Photo object pointing material

** Begin **

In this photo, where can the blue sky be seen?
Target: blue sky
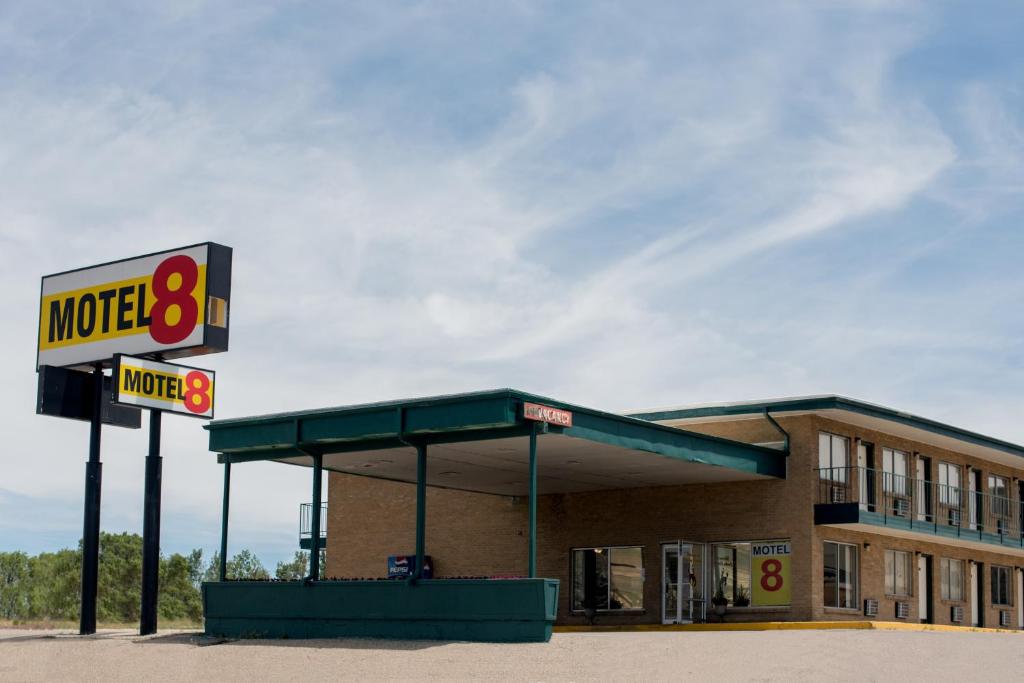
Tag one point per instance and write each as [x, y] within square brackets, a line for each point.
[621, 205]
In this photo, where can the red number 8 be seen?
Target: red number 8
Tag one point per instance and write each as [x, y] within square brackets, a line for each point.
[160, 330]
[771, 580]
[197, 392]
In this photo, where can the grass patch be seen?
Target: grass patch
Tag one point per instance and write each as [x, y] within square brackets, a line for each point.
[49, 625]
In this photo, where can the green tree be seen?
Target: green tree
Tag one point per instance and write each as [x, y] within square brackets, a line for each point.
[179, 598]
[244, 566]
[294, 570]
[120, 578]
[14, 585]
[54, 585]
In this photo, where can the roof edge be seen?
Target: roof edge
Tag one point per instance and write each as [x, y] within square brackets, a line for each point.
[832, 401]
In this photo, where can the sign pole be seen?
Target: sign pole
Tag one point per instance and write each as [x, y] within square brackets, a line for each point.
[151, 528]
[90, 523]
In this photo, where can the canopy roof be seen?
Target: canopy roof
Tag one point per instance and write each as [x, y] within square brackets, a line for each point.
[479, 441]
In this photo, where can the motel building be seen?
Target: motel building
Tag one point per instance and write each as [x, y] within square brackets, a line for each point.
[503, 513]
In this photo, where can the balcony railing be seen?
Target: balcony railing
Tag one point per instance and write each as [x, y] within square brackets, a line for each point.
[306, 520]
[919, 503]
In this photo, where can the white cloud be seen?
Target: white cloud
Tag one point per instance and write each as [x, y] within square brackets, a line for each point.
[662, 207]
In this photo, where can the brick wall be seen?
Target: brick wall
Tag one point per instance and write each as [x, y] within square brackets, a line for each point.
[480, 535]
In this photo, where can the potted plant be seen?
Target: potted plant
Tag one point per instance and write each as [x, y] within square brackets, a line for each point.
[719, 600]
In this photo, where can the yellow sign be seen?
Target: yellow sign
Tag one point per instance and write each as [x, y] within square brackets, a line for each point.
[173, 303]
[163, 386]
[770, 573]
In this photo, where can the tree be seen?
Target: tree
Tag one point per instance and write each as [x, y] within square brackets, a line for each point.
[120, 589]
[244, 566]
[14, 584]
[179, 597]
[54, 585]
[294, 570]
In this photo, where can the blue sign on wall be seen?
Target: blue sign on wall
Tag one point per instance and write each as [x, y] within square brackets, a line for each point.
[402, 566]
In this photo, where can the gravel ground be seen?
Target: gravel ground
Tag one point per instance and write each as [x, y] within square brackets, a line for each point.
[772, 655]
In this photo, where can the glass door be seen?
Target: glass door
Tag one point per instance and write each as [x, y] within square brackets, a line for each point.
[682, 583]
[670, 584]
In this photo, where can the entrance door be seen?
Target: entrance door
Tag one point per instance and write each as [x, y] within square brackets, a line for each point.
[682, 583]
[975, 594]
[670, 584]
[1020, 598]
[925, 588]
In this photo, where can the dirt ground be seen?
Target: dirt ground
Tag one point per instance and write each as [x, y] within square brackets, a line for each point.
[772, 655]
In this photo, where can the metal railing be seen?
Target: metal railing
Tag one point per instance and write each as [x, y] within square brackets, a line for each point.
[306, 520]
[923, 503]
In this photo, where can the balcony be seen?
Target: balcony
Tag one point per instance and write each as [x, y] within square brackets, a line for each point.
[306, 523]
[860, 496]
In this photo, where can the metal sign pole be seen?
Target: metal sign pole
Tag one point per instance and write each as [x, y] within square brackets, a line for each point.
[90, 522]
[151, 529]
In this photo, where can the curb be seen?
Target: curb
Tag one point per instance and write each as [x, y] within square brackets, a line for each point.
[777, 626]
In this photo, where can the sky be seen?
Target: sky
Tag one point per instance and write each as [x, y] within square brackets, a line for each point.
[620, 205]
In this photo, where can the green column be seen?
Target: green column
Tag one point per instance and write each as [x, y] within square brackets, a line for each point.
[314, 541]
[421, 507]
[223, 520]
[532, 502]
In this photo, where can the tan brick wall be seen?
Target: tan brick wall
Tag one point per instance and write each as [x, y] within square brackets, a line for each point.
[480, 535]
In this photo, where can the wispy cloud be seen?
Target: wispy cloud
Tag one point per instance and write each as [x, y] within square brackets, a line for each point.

** End **

Render this material as a numbered list, one item per line, with blank lines left out and the pictures omitted.

● WRITTEN ANSWER
1. In this photo, where can the blue sky be seen?
2. Target: blue sky
3. Tag one point per instance and write each as [x, y] within square brackets, a line for each point.
4. [621, 205]
5. In this photo, where can the red number 8 be seen?
6. Target: red number 8
7. Tag one point per instance and write each as [x, y] within square brackets, a line for each point.
8. [160, 330]
9. [771, 580]
10. [197, 392]
11. In this photo, where can the grass patch be seen?
12. Target: grass patch
13. Tag one point per instance and write each as [x, y] within square brackets, a line for each point.
14. [49, 625]
15. In this photo, where can the green tree be seen?
16. Target: green tree
17. Tag one point per instance and write each as [x, y] within square brackets, a line for each point.
18. [179, 598]
19. [244, 566]
20. [294, 570]
21. [120, 578]
22. [14, 585]
23. [54, 585]
24. In this photo, where can the roof edge be seen?
25. Target: roof edge
26. Tag one point per instance and write each as [x, y] within square brackets, a line for each point.
27. [832, 401]
28. In this photo, where can the sign pole be seen?
29. Target: sign pole
30. Tag one point per instance and write each as [x, y] within square brackets, a line for each point.
31. [151, 528]
32. [90, 523]
33. In this photo, where can the canopy roof be seen?
34. Target: canopy roof
35. Tag one point per instance and write each as [x, y] within square brackets, a line for each point.
36. [479, 441]
37. In this photo, where can the motel building be seen?
38. Target: motel building
39. Tag one point per instance and write each as [x, y] within square brackets, a line for each point.
40. [503, 513]
41. In this photo, where can the balcony railing be seen?
42. Target: balcony railing
43. Tag one point per instance and write each as [x, y] within square brackets, a line for each point.
44. [306, 520]
45. [919, 503]
46. In this photo, where can the white cloud be seen?
47. Target: white cloud
48. Tag one point per instance and write each as [x, y] within square brackets, a line for each point.
49. [662, 207]
50. In this photo, where can the brick wall be seen?
51. Target: brick wall
52. Tag one point per instance and write each as [x, y] within square brackets, a line for each point.
53. [480, 535]
54. In this photo, where can the potted plant be seen?
55. Target: potted plant
56. Tag one point per instance and write each as [x, y] within square brackets, a line for each point.
57. [719, 600]
58. In this photo, where can the yellow sign be seen?
59. Target: yellow sign
60. Tag one point per instance and write each as [x, y] within square brackets, a line for each point.
61. [173, 303]
62. [163, 386]
63. [770, 573]
64. In this photo, where can the tree be seen?
65. Target: tree
66. Tag one point per instance and write each as [x, y] within square brackets, a line for each point.
67. [120, 589]
68. [244, 566]
69. [14, 584]
70. [179, 597]
71. [54, 585]
72. [294, 570]
73. In this photo, where can the blue sign on wall be seen?
74. Target: blue sign on wall
75. Tag one point per instance and write each as [x, y] within square brackets, a line for each point.
76. [402, 566]
77. In this photo, where can the gravel ground be seen?
78. Target: gravel ground
79. Tag one point per instance and write each as [x, y] within square brackets, a line for each point.
80. [772, 655]
81. In this photo, where can the glass door be seen?
82. Target: glass door
83. Tag one point per instance and write each as [x, y] within square brackets, a line for each point.
84. [682, 583]
85. [670, 584]
86. In this photo, where can the entrance door be seen?
87. Target: entrance door
88. Tag one point per instance and write each as [x, y] within square brackets, a line for each point.
89. [682, 583]
90. [975, 594]
91. [670, 584]
92. [1020, 598]
93. [925, 588]
94. In this photo, where can the dirt ground be seen?
95. Target: dirt ground
96. Tag one point per instance and write each as [x, y] within square brackets, a line for each point.
97. [772, 655]
98. In this photo, where can the metal railing be seen?
99. Target: metal railing
100. Tag one point per instance and write each as [x, y] within square brackets, a line for each point.
101. [306, 520]
102. [923, 503]
103. In this photo, where can the balcony be seen?
104. Target: balcony
105. Tag one point per instance and write each as [x, y] within square brackets, a line for each point.
106. [306, 523]
107. [860, 496]
108. In this photo, where can the metal sign pole be seen?
109. Target: metal sign pole
110. Tag one point per instance and write each as [x, y] within square brackets, a line for each point.
111. [90, 522]
112. [151, 529]
113. In this photo, where can the curb be seen?
114. Target: curb
115. Tag one point per instance and write each as [x, y] within square brackets, a line for each point.
116. [777, 626]
117. In this photo, where can the sky be seen?
118. Target: sky
119. Tag one point per instance and write each as [x, y] within square brackets, a line for each point.
120. [620, 205]
121. In this photo, where can the green column be seen?
122. Target: green column
123. Tag one point per instance and write each as [x, y] within square brackets, a line for each point.
124. [314, 541]
125. [421, 507]
126. [223, 520]
127. [532, 502]
128. In this photo, where can the tan brick wall be seen?
129. Target: tan brick wall
130. Tag one point per instance and write each as [x, y] within square brackets, a line for each point.
131. [480, 535]
132. In this photo, where can the wispy cloud be seen?
133. Target: wispy cloud
134. Tag one point per instance and write each as [x, y] within square brackets, a line for each point.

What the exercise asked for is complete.